___ Selected excerpt ___

Alvaro Ughini Junior
Marcopolo SA
Unidade Ana Rech
Av. Rio Branco, 4889
Caixa Postal 238
95060-650 Caxias do Sul - RS / Brazil

Dear Mr. Ughini:

This responds to your e-mail of May 10, 2002, in which you ask several questions about Federal Motor Vehicle Safety Standard No. 302, "Flammability of Interior Materials." Your questions are addressed below.

By way of background information, the National Highway Traffic Safety Administration (NHTSA) is authorized to issue Federal motor vehicle safety standards that set performance requirements for new motor vehicles and items of motor vehicle equipment. NHTSA does not, however, approve or certify any vehicles or items of equipment. Instead, the Safety Act establishes a "self-certification" process under which each manufacturer is responsible for certifying that its products meet all applicable safety standards.

Vehicle manufacturers certifying compliance with the safety standards are not required to follow the compliance test procedures set forth in the applicable standard. The standards specify the procedures NHTSA would use in compliance testing. However, vehicle manufacturers must exercise reasonable care in certifying that their products meet applicable standards. It may be simplest for a manufacturer to establish that it exercised "reasonable care" if the manufacturer has conducted testing that strictly followed the compliance test procedures set forth in the standard. However, "reasonable care" might also be shown using modified test procedures if the manufacturer could demonstrate that the modifications were not likely to have had a significant impact on the test results. In addition, it might be possible to show "reasonable care" using engineering analyses, computer simulations, and the like.

___ Provided material ___

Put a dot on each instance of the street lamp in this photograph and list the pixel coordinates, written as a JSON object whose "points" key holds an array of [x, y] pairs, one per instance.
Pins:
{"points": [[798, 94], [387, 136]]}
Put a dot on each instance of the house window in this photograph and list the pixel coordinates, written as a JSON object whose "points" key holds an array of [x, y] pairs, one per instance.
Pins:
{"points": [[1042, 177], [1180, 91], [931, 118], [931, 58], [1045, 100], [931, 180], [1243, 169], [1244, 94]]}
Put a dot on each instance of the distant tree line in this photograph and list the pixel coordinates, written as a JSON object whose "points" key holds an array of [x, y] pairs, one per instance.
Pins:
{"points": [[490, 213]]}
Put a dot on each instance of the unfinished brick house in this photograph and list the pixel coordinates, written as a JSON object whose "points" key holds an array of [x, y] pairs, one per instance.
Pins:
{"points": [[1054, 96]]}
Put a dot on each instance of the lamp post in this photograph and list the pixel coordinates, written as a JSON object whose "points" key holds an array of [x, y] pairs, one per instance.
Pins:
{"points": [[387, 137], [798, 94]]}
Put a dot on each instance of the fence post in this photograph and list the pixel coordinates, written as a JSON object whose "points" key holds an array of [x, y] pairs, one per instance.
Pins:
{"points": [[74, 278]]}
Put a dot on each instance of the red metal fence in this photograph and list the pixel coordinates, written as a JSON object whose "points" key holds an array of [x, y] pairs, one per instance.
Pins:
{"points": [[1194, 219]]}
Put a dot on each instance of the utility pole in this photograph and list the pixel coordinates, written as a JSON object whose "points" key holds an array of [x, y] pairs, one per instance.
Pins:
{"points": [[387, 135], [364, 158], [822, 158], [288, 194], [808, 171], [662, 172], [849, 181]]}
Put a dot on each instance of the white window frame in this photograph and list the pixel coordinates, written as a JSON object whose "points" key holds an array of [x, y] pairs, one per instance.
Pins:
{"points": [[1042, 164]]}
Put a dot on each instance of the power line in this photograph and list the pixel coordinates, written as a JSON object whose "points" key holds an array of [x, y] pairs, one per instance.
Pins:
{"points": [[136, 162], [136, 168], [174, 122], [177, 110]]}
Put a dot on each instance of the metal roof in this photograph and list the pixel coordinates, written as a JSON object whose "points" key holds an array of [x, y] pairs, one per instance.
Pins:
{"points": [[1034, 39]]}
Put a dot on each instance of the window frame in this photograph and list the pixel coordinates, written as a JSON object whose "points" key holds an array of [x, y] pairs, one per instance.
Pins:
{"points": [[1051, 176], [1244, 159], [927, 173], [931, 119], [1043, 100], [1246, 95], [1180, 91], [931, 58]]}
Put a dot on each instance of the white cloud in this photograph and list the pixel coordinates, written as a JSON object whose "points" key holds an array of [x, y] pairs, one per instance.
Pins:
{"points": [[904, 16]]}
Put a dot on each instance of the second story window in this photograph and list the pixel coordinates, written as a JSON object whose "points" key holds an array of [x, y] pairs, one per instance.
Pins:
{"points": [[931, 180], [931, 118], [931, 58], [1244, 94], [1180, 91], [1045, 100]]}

___

Work to be completed>
Reproduce the passage of the NHTSA letter above from "By way of background" up to and including "applicable safety standards.".

Result>
By way of background information, the National Highway Traffic Safety Administration (NHTSA) is authorized to issue Federal motor vehicle safety standards that set performance requirements for new motor vehicles and items of motor vehicle equipment. NHTSA does not, however, approve or certify any vehicles or items of equipment. Instead, the Safety Act establishes a "self-certification" process under which each manufacturer is responsible for certifying that its products meet all applicable safety standards.